Swap "chair armrest" for "sofa armrest" in the lines below, and reproduce them with nothing else altered.

--- START INPUT RECORDS ---

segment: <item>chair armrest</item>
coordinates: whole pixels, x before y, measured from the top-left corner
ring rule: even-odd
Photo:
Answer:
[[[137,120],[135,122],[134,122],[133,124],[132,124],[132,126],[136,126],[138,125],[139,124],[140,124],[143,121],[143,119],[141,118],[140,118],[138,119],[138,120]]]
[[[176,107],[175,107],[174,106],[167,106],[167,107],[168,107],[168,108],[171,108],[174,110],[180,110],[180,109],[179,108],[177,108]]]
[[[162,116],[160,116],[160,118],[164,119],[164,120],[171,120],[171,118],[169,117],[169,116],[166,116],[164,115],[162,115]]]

--- END INPUT RECORDS ---

- [EXERCISE RESULT]
segment: <item>sofa armrest</item>
coordinates: whole pixels, x before y, measured from the top-left corner
ring rule: even-odd
Photo:
Answer:
[[[137,120],[135,122],[134,122],[133,124],[132,124],[132,126],[136,126],[138,125],[139,124],[140,124],[143,121],[143,119],[141,118],[140,118],[138,119],[138,120]]]
[[[176,107],[175,107],[174,106],[167,106],[167,107],[168,107],[168,108],[171,108],[174,110],[180,110],[180,109],[179,108],[177,108]]]
[[[162,116],[160,116],[160,118],[164,119],[164,120],[171,120],[171,118],[169,117],[169,116],[166,116],[164,115],[162,115]]]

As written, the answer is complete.